I pulled into an empty lot and howled with grief for about an hour. when I pulled myself together and started driving home, I was entering a major road and a huge truck was flying down the road towards me, and then I had that thought..."ohh I can escape the pain, all I have to do is drive out into that trucks path"
of course I was later horrified that I had had suicidal thoughts,(and there were more) but the pain of grief can be perceived as unbearable at some points.
I have no psychological problems, am physically healthy, and normally an optimist.
I "lost the plot" after my dads death, for 2 years or so

Insomnia, anti social, withdrawn, depressed, alcohol abuse,etc.
its a miracle I kept my job, (and a few friends)
grief councelling was suggested to me but all I could think was
"it doesnt matter how much I talk with someone, my dad is STILL DEAD"
I would wake up crying in the middle of the night, and then of course, that dreaded feeling of "somethings wrong" and then the shock "my dad`s dead!"..it took about 6 months or maybe more for that to stop.
my eventual saviour was reading...I was a real bookworm as a child, and I rediscovered the escapism a great book can bring you. I average about 3 books a week now.
when I am reading I cannot think about things that distress me, mind you, some books have me sobbing in my kitchen :D

now my mum is stage 7 AD, bedridden,unable to speak, losing weight.
but I am not scared anymore, because mum wouldnt want me to grieve for her like I did for dad, and I think I have already done most of my grieving for mum already
Beverley, you are not alone, you ARE NOT losing the plot, I know EXACTLY how you feel (I think I do, anyway)
hugs,
Jo
 

Mameeskye

Registered User
Aug 9, 2007
1,669
0
60
NZ
Hi Jo

I would say that I am very much at stage 5 these days. I even speak of Mum in the past tense as my Mum went years ago, eventhough she is still alive. I have to admit that it will be a blessing when her body finally rejoins her spirit in wherever you go after this life.

I still feel twinges of sadness at times but life moves on. When my Dad died I had started on the path of grief but I was no where near as far along it as I was with Mum and I had terrible sadness etc. to deal with probably from stage 2-3 onwards but with Mum I am very much recnciled now to what will be.

● **About this exercise**
Reproduce the passage on grief word for word, from "of course I" to "normally an optimist.".

● **Items drawn from a data source**
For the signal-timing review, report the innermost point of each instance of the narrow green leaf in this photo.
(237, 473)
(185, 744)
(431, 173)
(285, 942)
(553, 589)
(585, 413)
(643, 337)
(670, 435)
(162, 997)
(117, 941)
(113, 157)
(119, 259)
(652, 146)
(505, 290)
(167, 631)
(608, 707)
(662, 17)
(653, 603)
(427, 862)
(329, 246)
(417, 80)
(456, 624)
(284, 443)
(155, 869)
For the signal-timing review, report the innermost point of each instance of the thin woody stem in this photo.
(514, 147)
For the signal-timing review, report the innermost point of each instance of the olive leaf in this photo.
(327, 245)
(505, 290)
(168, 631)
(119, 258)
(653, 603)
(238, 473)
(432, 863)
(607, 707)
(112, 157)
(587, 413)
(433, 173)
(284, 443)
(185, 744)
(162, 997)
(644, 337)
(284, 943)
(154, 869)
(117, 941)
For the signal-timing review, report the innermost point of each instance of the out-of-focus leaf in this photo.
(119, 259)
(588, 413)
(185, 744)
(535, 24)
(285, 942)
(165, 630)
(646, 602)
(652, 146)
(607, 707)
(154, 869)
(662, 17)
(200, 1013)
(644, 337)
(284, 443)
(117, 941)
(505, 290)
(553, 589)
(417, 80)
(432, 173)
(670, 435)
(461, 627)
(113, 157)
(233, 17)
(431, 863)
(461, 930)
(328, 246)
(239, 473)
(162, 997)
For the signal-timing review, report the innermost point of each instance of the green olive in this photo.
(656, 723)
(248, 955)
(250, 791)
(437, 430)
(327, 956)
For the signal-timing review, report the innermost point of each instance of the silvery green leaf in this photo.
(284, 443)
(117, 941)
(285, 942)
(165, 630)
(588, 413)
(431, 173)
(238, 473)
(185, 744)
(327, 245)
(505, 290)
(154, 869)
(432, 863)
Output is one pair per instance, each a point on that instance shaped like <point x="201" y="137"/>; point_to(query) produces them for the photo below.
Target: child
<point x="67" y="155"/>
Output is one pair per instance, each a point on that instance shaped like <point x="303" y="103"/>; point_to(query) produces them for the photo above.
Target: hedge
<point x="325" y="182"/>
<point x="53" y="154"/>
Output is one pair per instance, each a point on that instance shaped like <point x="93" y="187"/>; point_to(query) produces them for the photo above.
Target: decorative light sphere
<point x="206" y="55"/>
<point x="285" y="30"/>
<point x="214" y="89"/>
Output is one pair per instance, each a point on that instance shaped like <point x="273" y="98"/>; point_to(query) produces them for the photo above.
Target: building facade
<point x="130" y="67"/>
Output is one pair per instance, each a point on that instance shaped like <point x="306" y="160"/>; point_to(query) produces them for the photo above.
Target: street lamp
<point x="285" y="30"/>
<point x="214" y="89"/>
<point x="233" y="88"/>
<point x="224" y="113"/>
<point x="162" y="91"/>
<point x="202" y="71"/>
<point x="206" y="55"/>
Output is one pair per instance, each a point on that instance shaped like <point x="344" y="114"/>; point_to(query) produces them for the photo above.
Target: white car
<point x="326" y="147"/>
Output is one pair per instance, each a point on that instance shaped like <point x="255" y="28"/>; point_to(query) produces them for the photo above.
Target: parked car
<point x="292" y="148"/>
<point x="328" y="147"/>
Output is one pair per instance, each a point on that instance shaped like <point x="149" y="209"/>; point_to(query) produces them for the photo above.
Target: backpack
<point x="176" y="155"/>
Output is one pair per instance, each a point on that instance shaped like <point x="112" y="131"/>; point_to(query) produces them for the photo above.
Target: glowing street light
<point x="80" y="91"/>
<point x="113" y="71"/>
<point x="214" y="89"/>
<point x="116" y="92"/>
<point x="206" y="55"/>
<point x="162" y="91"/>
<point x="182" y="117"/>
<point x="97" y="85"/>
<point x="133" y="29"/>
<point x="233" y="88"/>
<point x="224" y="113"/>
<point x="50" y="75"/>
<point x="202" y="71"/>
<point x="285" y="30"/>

● **Your solution**
of course I was later horrified that I had had suicidal thoughts,(and there were more) but the pain of grief can be perceived as unbearable at some points.
I have no psychological problems, am physically healthy, and normally an optimist.